Goal —
Switch "single" to "one" everywhere in the rows below, and write every line out again with nothing else changed. Leave the pictures out.

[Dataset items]
[BEGIN]

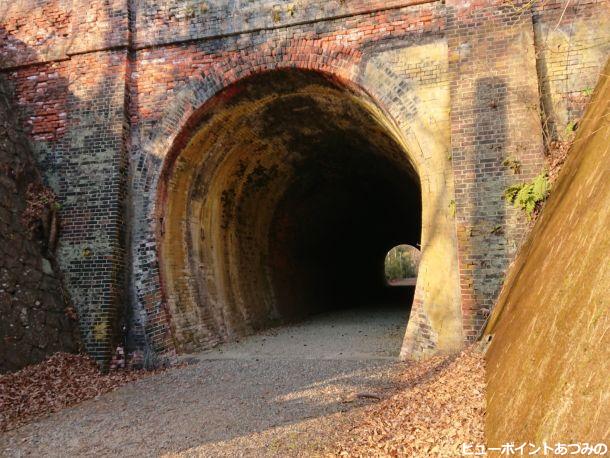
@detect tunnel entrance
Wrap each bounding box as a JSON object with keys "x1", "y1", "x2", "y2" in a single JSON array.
[{"x1": 159, "y1": 70, "x2": 422, "y2": 351}]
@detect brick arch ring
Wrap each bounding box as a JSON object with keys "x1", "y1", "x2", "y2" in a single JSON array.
[{"x1": 132, "y1": 54, "x2": 463, "y2": 358}]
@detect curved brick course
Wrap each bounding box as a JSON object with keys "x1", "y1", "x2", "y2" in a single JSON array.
[{"x1": 0, "y1": 0, "x2": 610, "y2": 361}]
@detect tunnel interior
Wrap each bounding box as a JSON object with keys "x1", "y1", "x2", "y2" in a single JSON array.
[{"x1": 160, "y1": 70, "x2": 422, "y2": 346}]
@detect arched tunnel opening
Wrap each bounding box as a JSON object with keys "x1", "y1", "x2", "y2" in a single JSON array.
[{"x1": 159, "y1": 70, "x2": 422, "y2": 350}]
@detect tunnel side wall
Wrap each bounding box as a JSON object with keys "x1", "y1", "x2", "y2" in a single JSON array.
[
  {"x1": 0, "y1": 0, "x2": 609, "y2": 361},
  {"x1": 486, "y1": 57, "x2": 610, "y2": 447}
]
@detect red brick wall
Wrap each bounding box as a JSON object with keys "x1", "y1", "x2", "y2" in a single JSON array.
[{"x1": 0, "y1": 0, "x2": 608, "y2": 360}]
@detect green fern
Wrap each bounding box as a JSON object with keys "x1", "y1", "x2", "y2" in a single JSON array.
[{"x1": 504, "y1": 172, "x2": 550, "y2": 218}]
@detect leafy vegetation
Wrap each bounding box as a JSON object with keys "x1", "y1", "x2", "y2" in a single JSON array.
[
  {"x1": 504, "y1": 171, "x2": 550, "y2": 219},
  {"x1": 385, "y1": 245, "x2": 417, "y2": 281}
]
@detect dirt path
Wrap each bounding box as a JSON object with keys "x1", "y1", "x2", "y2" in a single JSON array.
[{"x1": 0, "y1": 307, "x2": 406, "y2": 457}]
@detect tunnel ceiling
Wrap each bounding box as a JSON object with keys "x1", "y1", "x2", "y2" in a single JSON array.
[{"x1": 161, "y1": 71, "x2": 421, "y2": 345}]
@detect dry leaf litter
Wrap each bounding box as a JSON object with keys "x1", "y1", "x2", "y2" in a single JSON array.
[
  {"x1": 0, "y1": 353, "x2": 154, "y2": 431},
  {"x1": 329, "y1": 347, "x2": 485, "y2": 457}
]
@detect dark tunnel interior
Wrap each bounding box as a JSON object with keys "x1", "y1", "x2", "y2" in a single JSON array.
[{"x1": 163, "y1": 71, "x2": 422, "y2": 340}]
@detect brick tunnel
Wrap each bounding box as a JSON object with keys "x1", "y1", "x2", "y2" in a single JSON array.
[{"x1": 158, "y1": 70, "x2": 422, "y2": 351}]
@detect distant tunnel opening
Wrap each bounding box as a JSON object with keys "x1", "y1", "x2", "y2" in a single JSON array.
[{"x1": 160, "y1": 71, "x2": 422, "y2": 350}]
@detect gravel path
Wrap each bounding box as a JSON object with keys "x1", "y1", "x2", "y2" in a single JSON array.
[{"x1": 0, "y1": 307, "x2": 406, "y2": 457}]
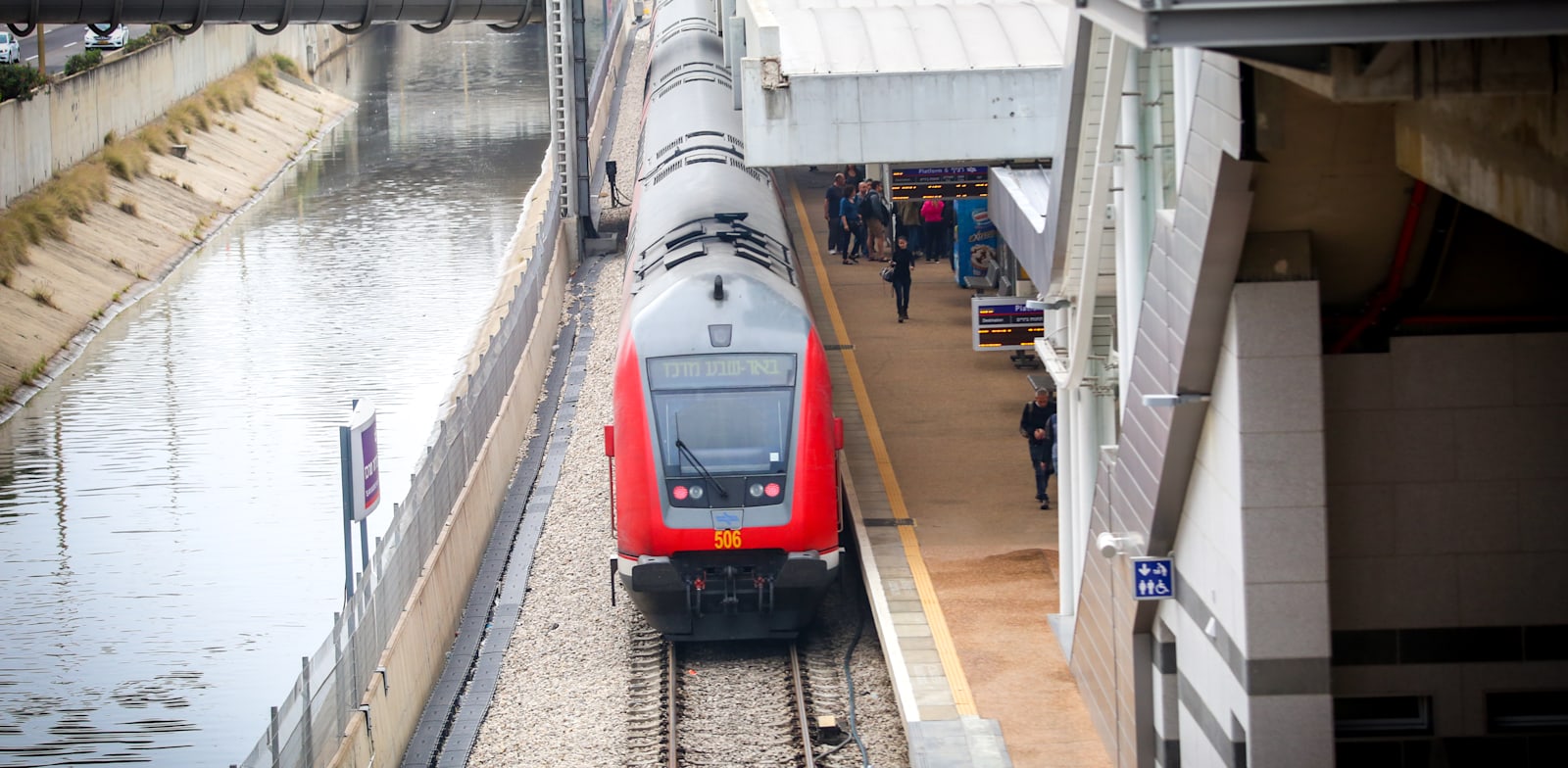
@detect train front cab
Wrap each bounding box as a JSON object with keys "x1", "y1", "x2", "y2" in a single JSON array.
[{"x1": 606, "y1": 350, "x2": 844, "y2": 640}]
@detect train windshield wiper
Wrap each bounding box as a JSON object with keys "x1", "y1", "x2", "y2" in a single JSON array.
[{"x1": 676, "y1": 437, "x2": 729, "y2": 499}]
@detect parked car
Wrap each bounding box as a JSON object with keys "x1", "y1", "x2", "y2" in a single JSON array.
[
  {"x1": 81, "y1": 24, "x2": 130, "y2": 50},
  {"x1": 0, "y1": 31, "x2": 22, "y2": 65}
]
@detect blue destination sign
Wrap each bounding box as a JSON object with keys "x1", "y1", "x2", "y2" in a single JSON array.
[
  {"x1": 648, "y1": 355, "x2": 795, "y2": 389},
  {"x1": 1129, "y1": 558, "x2": 1176, "y2": 600}
]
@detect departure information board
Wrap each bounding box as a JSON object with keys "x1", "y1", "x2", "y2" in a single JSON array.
[
  {"x1": 969, "y1": 296, "x2": 1046, "y2": 351},
  {"x1": 888, "y1": 165, "x2": 990, "y2": 201}
]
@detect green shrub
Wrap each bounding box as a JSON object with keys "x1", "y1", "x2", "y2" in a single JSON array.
[
  {"x1": 272, "y1": 53, "x2": 300, "y2": 76},
  {"x1": 66, "y1": 50, "x2": 104, "y2": 76},
  {"x1": 0, "y1": 65, "x2": 49, "y2": 102},
  {"x1": 104, "y1": 138, "x2": 151, "y2": 182}
]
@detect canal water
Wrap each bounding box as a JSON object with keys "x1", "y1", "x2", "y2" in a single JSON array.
[{"x1": 0, "y1": 13, "x2": 602, "y2": 766}]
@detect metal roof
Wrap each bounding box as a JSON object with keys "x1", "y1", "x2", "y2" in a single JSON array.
[{"x1": 750, "y1": 0, "x2": 1069, "y2": 75}]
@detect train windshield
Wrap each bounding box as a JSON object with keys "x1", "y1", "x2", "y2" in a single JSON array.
[{"x1": 648, "y1": 355, "x2": 795, "y2": 476}]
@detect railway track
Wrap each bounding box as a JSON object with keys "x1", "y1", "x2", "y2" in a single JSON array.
[{"x1": 629, "y1": 629, "x2": 818, "y2": 768}]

[END]

Expected answer —
@detect tunnel entrance
Wrap each bounding box as a JSON object with keys "x1", "y1", "x2", "y2" in a one JSON array.
[{"x1": 159, "y1": 70, "x2": 422, "y2": 351}]
@detect brick arch ring
Wrap each bounding box as a JSON object with keys "x1", "y1", "x2", "y2" in a one JSON array.
[{"x1": 132, "y1": 54, "x2": 463, "y2": 358}]
@detect curved brick course
Wrap each bounding box as a JSON object with keys "x1", "y1", "x2", "y2" in a one JSON array.
[{"x1": 0, "y1": 0, "x2": 610, "y2": 361}]
@detect tunnel interior
Wrap each bounding box as a JSON object with keys "x1", "y1", "x2", "y2" in a one JSON array.
[{"x1": 160, "y1": 70, "x2": 422, "y2": 346}]
@detect arched tunnel opening
Wrap each bounding box as a JSON object with keys "x1", "y1", "x2", "y2" in a one JSON array.
[{"x1": 159, "y1": 70, "x2": 422, "y2": 350}]
@detect tunnel side wall
Wrap each bounding box as a JSON object with keys "x1", "y1", "x2", "y2" in a one JSON array.
[
  {"x1": 0, "y1": 0, "x2": 609, "y2": 361},
  {"x1": 486, "y1": 57, "x2": 610, "y2": 447}
]
@detect red brick wall
Wrap each bounding box as a JSON object with keys "x1", "y1", "x2", "y2" in a one JSON array.
[{"x1": 0, "y1": 0, "x2": 608, "y2": 360}]
@detect green fern
Wrap each bounding box as a JSON object with keys "x1", "y1", "x2", "y2" in a one JSON array.
[{"x1": 504, "y1": 172, "x2": 550, "y2": 218}]
@detect leafy vegetation
Wrap each bounding box as a JSON object with keys "x1", "y1", "x2", "y2" in a one JSON array.
[
  {"x1": 504, "y1": 171, "x2": 550, "y2": 219},
  {"x1": 385, "y1": 245, "x2": 417, "y2": 281}
]
@detect dirt path
Wrap each bounding box as a JSON object with keys "x1", "y1", "x2", "y2" in a one JSON array.
[{"x1": 0, "y1": 307, "x2": 406, "y2": 457}]
@detect tunnel ceiling
Wrap each bounding box as a JSON object with keys "x1", "y1", "x2", "y2" in a one JSON array.
[{"x1": 161, "y1": 71, "x2": 421, "y2": 345}]
@detect dry leaf litter
Wrap each bounding box as a JSON object with keys "x1", "y1", "x2", "y2" in a one JSON array.
[
  {"x1": 0, "y1": 353, "x2": 154, "y2": 431},
  {"x1": 329, "y1": 347, "x2": 485, "y2": 457}
]
@detect dark tunnel interior
Wrap each bounding box as a JSON object with keys "x1", "y1", "x2", "y2" in a one JSON array.
[{"x1": 163, "y1": 71, "x2": 422, "y2": 340}]
@detect brick tunnel
Wrap each bounding box as a JSON object with keys "x1", "y1", "x2", "y2" in a one JSON array.
[{"x1": 158, "y1": 70, "x2": 422, "y2": 351}]
@detect distant tunnel opening
Wrap each bounding box as a JSON object with keys "x1", "y1", "x2", "y2" in a one JSON array.
[{"x1": 160, "y1": 71, "x2": 422, "y2": 350}]
@detect gravel path
Wrap each bounding box as a JSON object with keys "x1", "y1", "x2", "y2" in a one JSON array.
[{"x1": 0, "y1": 307, "x2": 406, "y2": 457}]
@detect train front cab
Wrap each bounding box as a JSON object with keys "x1", "y1", "x2", "y2" in a one JSON array.
[{"x1": 606, "y1": 350, "x2": 844, "y2": 640}]
@detect train windshield wiper
Wrap each bounding box as a JSON object with keys "x1", "y1", "x2", "y2" in a one JSON array.
[{"x1": 676, "y1": 437, "x2": 729, "y2": 499}]
@detect parked car
Wrap each bounding box as a JSON object with keys "x1", "y1", "x2", "y2" in a one JSON array.
[
  {"x1": 81, "y1": 24, "x2": 130, "y2": 50},
  {"x1": 0, "y1": 31, "x2": 22, "y2": 65}
]
@detect blue destination sign
Wrap each bounding box as a JSON object with keys "x1", "y1", "x2", "y2" in a one JSON array.
[
  {"x1": 648, "y1": 355, "x2": 795, "y2": 389},
  {"x1": 1129, "y1": 558, "x2": 1176, "y2": 600}
]
@detect departure information board
Wrap each bounding box as a JSON object with keys "x1", "y1", "x2", "y2" in a one JSON array.
[
  {"x1": 969, "y1": 296, "x2": 1046, "y2": 351},
  {"x1": 888, "y1": 165, "x2": 990, "y2": 201}
]
@detect green shrub
Wrap each bounding box as a JSON object with keys "x1", "y1", "x2", "y2" in a one JSON array.
[
  {"x1": 272, "y1": 53, "x2": 300, "y2": 76},
  {"x1": 66, "y1": 50, "x2": 104, "y2": 76},
  {"x1": 0, "y1": 65, "x2": 49, "y2": 102},
  {"x1": 104, "y1": 138, "x2": 151, "y2": 182}
]
@detect canal water
Wrap each bounding box as a JSON object with keys "x1", "y1", "x2", "y2" in a one JSON array.
[{"x1": 0, "y1": 13, "x2": 602, "y2": 766}]
@detect metal roof
Wrap each bounding box as a JSON object with keys "x1", "y1", "x2", "y2" in a one JSON array.
[{"x1": 750, "y1": 0, "x2": 1069, "y2": 75}]
@detect train windshield
Wrap each bounding box as a JSON object with keys "x1", "y1", "x2", "y2" in a one JSON array.
[{"x1": 648, "y1": 355, "x2": 795, "y2": 476}]
@detect railway track
Wrap each bounding box as a JSON object with keys "x1", "y1", "x2", "y2" in a one JSON array.
[{"x1": 629, "y1": 629, "x2": 818, "y2": 768}]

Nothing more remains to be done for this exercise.